Exercise objective: According to the concert review excerpt, what is the title of One Direction's fourth album, and when is it due?

++++ Text segment ++++

Addressing the crowd after the band sang its hit “Kiss You,” Payne said he hoped we’d enjoy “the next hour and 50 minutes or so” — right on the money, by my watch.

The songs too — from albums released like clockwork every November since 2011 — delivered carefully geared payloads: the synthetic Mumford & Sons stomp of “Story of My Life,” the creamy vocal harmonies in “You & I,” the exuberant pop-rock rush of “Best Song Ever,” which opens with a keyboard figure as close to the Who’s “Baba O’Riley” as the band’s lawyers would likely permit. (A fourth album, titled “Four,” is due Nov. 17.)

But it’s not like One Direction was making a big deal about, y’know, music.

Shortly before Thursday’s encore, Tomlinson took a minute to introduce the group’s four-piece backing band, and each player’s instrumental solo turned into an impromptu mini-cover of another artist’s song: Aloe Blacc’s “I Need a Dollar,” for instance, or “Lego House” by One Direction’s pal Ed Sheeran.

When the drummer revved up Robin Thicke’s “Blurred Lines,” Payne couldn’t help himself and began singing along, doing a decent impression of Thicke’s louche come-on. But then he seemed to forget the words. What to do?

“Blah blah blah,” he sang, without a trace of chagrin.

++++ Supplied entries ++++

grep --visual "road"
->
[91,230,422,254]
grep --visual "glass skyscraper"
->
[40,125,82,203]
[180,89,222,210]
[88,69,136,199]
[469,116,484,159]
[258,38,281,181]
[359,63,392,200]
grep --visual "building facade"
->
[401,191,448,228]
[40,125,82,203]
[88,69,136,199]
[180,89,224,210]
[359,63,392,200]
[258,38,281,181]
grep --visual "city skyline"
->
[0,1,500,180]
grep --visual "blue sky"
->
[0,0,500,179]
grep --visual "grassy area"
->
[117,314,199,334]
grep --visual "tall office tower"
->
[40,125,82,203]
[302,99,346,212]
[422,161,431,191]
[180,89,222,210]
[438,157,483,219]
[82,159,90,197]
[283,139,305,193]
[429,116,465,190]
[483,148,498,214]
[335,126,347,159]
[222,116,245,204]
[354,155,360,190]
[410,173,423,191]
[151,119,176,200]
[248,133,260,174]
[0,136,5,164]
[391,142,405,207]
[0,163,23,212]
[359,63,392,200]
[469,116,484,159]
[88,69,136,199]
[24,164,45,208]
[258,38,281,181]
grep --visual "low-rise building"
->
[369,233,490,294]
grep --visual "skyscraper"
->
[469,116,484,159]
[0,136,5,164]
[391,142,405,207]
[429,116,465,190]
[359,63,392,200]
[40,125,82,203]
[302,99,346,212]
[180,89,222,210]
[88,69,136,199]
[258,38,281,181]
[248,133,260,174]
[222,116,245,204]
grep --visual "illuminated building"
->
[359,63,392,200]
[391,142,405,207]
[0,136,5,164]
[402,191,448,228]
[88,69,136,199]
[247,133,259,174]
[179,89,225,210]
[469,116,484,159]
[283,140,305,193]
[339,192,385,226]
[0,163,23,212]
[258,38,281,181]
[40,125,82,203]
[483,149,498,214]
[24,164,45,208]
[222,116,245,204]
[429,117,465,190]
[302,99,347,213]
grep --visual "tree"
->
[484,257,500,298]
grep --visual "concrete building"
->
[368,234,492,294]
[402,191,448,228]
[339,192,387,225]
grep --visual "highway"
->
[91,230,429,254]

++++

Task solution: "Four," due Nov. 17.